(Collected data)
- Opening Delimiter -
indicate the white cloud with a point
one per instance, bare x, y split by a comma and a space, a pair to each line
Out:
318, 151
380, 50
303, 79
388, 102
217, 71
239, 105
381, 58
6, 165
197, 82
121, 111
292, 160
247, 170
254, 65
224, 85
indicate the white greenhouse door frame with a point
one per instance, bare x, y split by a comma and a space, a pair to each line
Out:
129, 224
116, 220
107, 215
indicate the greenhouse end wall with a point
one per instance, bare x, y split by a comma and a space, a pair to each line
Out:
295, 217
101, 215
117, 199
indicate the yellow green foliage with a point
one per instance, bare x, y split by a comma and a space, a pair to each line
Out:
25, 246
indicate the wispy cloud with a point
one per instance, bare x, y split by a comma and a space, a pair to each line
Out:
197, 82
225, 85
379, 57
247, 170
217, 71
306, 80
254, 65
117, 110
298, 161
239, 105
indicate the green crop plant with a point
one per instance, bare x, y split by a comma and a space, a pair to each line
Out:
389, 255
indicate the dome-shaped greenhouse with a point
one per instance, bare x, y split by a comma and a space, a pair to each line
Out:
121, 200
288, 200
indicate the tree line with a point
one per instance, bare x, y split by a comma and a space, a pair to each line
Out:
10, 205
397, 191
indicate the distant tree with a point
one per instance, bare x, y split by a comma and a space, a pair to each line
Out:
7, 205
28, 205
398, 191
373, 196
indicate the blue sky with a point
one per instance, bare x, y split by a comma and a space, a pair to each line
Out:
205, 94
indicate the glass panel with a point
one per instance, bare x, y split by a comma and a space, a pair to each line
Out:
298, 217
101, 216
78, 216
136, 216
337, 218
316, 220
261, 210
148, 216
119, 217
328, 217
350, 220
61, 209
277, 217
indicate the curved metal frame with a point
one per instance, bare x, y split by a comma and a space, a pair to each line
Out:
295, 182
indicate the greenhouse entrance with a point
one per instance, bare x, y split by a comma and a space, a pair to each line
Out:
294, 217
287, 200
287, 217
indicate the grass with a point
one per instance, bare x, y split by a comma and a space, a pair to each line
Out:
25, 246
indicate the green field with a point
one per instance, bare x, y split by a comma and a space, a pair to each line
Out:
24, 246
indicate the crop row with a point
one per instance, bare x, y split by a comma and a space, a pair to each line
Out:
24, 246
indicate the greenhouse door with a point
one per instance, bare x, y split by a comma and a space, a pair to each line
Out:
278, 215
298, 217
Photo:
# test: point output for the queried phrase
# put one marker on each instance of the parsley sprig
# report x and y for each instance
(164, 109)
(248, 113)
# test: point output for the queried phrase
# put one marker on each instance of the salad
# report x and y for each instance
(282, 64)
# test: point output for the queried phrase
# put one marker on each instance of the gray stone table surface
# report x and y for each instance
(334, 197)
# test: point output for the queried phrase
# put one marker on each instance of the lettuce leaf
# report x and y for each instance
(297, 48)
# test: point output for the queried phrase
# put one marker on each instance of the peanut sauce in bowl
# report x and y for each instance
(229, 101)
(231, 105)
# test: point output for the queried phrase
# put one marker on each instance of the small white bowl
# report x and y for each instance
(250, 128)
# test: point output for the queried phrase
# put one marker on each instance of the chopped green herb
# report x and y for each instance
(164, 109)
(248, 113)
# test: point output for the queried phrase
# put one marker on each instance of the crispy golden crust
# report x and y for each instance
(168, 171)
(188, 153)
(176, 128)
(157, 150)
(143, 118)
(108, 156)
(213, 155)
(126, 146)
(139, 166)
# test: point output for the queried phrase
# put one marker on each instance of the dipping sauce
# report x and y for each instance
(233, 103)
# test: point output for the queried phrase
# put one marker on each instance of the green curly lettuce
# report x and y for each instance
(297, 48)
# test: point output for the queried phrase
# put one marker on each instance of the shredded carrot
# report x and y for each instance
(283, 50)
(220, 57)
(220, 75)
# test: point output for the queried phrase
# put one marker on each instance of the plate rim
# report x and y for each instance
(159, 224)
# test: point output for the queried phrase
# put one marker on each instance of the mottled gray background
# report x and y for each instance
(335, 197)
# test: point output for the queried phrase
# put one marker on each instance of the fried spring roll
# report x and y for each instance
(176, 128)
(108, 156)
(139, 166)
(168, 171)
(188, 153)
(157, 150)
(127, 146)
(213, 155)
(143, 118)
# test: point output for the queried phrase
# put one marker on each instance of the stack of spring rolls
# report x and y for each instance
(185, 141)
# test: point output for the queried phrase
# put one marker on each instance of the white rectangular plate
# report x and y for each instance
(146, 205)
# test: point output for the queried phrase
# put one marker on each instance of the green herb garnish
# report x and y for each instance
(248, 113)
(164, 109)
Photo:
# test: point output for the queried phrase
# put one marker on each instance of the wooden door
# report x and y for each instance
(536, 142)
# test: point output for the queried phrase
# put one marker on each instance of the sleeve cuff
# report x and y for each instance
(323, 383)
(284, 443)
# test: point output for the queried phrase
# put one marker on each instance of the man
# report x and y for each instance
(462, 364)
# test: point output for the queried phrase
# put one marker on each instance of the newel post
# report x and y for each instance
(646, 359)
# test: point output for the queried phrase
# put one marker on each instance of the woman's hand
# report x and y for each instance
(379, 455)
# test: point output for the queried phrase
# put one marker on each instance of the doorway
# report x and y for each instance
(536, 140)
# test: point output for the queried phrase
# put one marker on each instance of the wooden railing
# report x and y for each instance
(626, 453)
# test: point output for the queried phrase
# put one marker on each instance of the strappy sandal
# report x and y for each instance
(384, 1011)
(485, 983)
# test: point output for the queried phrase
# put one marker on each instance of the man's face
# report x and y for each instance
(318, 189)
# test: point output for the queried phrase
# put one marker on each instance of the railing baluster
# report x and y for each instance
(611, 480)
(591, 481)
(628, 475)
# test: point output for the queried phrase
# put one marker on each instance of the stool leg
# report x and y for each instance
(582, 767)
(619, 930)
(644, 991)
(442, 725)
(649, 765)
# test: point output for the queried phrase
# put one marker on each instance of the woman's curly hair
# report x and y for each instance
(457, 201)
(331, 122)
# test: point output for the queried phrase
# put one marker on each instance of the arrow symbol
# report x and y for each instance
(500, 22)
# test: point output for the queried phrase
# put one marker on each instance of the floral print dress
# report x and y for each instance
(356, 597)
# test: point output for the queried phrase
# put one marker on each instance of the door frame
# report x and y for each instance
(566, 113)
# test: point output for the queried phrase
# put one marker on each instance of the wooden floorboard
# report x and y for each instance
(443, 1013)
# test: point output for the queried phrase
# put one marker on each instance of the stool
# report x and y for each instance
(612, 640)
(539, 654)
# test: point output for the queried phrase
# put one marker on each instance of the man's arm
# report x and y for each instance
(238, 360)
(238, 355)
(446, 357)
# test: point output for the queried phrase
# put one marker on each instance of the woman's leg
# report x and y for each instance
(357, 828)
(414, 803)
- Closing Delimiter -
▸ What you need to do
Give every entry again, exactly as it reads.

▸ Task result
indicate the white cloud with a point
one per instance, bare x, y split by a comma and a space, a pair to each line
Out:
318, 151
380, 50
303, 79
388, 102
217, 71
239, 105
381, 58
6, 165
197, 82
121, 111
292, 160
247, 170
254, 65
224, 85
indicate the white greenhouse door frame with a point
one per instance, bare x, y split by a comma and a space, a pair to each line
Out:
129, 224
116, 220
107, 215
indicate the greenhouse end wall with a point
one per instance, bare x, y split by a comma and a space, a pair to each line
Out:
295, 217
101, 215
117, 199
indicate the yellow green foliage with a point
one per instance, bare x, y split by a comma and a space, a pair to each line
Out:
25, 246
indicate the wispy cloud with a point
one per instance, bare x, y split by a comma and a space, a pair to each line
Out:
197, 82
225, 85
379, 57
247, 170
217, 71
306, 80
254, 65
117, 110
298, 161
239, 105
indicate the green crop plant with a point
one per instance, bare x, y split by a comma and a space, a pair to each line
Out:
389, 255
indicate the dome-shaped greenhouse with a point
one per instance, bare x, y split by a comma and a space, a pair to each line
Out:
121, 200
288, 200
indicate the tree line with a point
one per instance, bare x, y split by a comma and a space, a pair to each line
Out:
10, 205
397, 191
indicate the distant tree with a point
one per instance, bare x, y split by a comma and a space, a pair to each line
Out:
7, 205
28, 205
398, 191
373, 196
indicate the blue sky with a point
one per instance, bare x, y split by a comma and a space, a pair to each line
Out:
205, 94
indicate the glass panel with a point
one per instance, bare x, y split by a comma and a space, a pair to each line
Out:
298, 217
101, 216
78, 216
136, 216
337, 218
316, 220
261, 210
148, 216
119, 217
328, 217
350, 220
61, 209
277, 217
indicate the curved metal frame with a point
one per instance, bare x, y split by a comma and a space, a pair to each line
Out:
295, 182
indicate the greenhouse entrance with a point
one per instance, bare x, y split by a comma and a space, a pair to each line
Out:
294, 217
287, 200
287, 217
indicate the grass with a point
one per instance, bare x, y split by a comma and a space, a pair to each line
Out:
25, 246
indicate the green field with a point
one per instance, bare x, y split by a comma and a space, a pair to each line
Out:
24, 246
indicate the crop row with a point
one per instance, bare x, y split by a comma and a space, a pair to each line
Out:
24, 246
indicate the greenhouse door with a point
one per instance, bare x, y split by a comma and a space, a pair to each line
Out:
278, 215
298, 217
Photo:
# test: point output for the queried phrase
# put one marker on each instance of the parsley sprig
# report x and y for each instance
(164, 109)
(248, 113)
# test: point output for the queried phrase
# put one marker on each instance of the salad
# report x and y for each instance
(282, 64)
# test: point output for the queried phrase
# put one marker on each instance of the gray stone table surface
# report x and y for each instance
(334, 197)
# test: point output for the queried phrase
# put one marker on each instance of the lettuce leaf
# report x and y for each instance
(297, 48)
# test: point output for the queried phrase
# put one marker on each instance of the peanut sauce in bowl
# report x and y for each instance
(229, 101)
(231, 105)
# test: point output for the queried phrase
# put one marker on each instance of the small white bowl
# report x and y for each instance
(250, 128)
# test: point output for the queried phrase
# put one marker on each instance of the chopped green herb
# report x and y for each instance
(164, 109)
(248, 113)
# test: point output for the queried phrase
# put one marker on each instance of the crispy golden crust
# report x and y for each instance
(168, 171)
(188, 153)
(176, 128)
(157, 150)
(143, 118)
(108, 156)
(213, 155)
(126, 146)
(139, 166)
# test: point output for the queried phrase
# put one marker on each instance of the dipping sauce
# report x and y for each instance
(233, 103)
# test: point output for the queried phrase
# put one marker on each instance of the green curly lettuce
# report x and y for each instance
(297, 48)
# test: point output for the queried phrase
# put one marker on each instance of the shredded carrot
# report x and y for each instance
(283, 50)
(220, 57)
(220, 75)
# test: point output for the queried phrase
# put one marker on each instance of the plate rim
# report x and y for each instance
(159, 224)
# test: point output for the queried phrase
# put one marker on each instance of the mottled gray background
# report x and y for each instance
(335, 197)
# test: point output for the queried phrase
# put one marker on each instance of the fried spring roll
# report x and y for each instance
(176, 128)
(108, 156)
(139, 166)
(168, 171)
(188, 153)
(157, 150)
(127, 146)
(213, 155)
(143, 118)
# test: point output for the queried phrase
# put one marker on each instance of the stack of spring rolls
# report x and y for each instance
(185, 141)
# test: point output for the queried phrase
# put one marker on each instance of the white rectangular plate
# report x and y for each instance
(146, 205)
# test: point output for the queried phrase
# put one marker on each instance of the green herb garnish
# report x and y for each instance
(248, 113)
(164, 109)
Photo:
# test: point output for the queried phrase
# put one marker on each instance of the wooden door
# report x and y for each instance
(536, 142)
# test: point output for the queried phrase
# put one marker on each instance of the sleeve cuff
# report x and y for each instance
(323, 383)
(284, 443)
# test: point output for the queried phrase
# put one marker on each instance of the man
# report x and y for each instance
(462, 364)
# test: point output for the queried phrase
# put one marker on each instance of the newel post
# report x and y for each instance
(646, 359)
# test: point output for the queried phrase
# put one marker on each instance of the woman's hand
# report x and y for each instance
(379, 455)
# test: point output for the queried phrase
# put one marker on each instance of the doorway
# report x and y for each instance
(536, 140)
# test: point output for the queried phrase
# put one marker on each instance of the wooden railing
# report x and y for each instance
(626, 453)
# test: point output for the queried phrase
# put one marker on each instance of the strappy sandal
# report x and y for each instance
(384, 1011)
(485, 983)
# test: point output for the queried phrase
# put one marker on each instance of the man's face
# report x and y for each instance
(318, 189)
# test: point output for the queried phrase
# put one marker on each instance of the railing baluster
# report x and y for each instance
(611, 480)
(591, 481)
(628, 475)
# test: point output for the queried phrase
# put one marker on each instance of the stool leg
# report x and y for each instance
(582, 767)
(619, 930)
(644, 991)
(442, 725)
(649, 765)
# test: point output for the queried phrase
# put one marker on each instance of the woman's curly hair
# report x and y for each instance
(457, 201)
(331, 122)
# test: point output for the queried phrase
# put one marker on each instance of the arrow symbol
# report x and y for each instance
(500, 22)
# test: point output for the queried phrase
# put one marker on each instance of the floral print dress
# report x and y for each instance
(356, 597)
# test: point output for the queried phrase
# put one marker on each instance of the door frame
# report x and y for each instance
(566, 113)
# test: point output for the queried phrase
# put one marker on each instance of the wooden floorboard
# report x and y for each instance
(443, 1013)
# test: point output for the queried phrase
# put one marker on each instance of the stool
# report x and y for each instance
(612, 640)
(539, 654)
# test: point output for the queried phrase
# put one marker on each instance of the man's arm
# report x and y for each instance
(238, 360)
(238, 355)
(446, 357)
# test: point output for the queried phrase
# put one marker on each instance of the woman's leg
# report x and y for each instance
(357, 828)
(414, 803)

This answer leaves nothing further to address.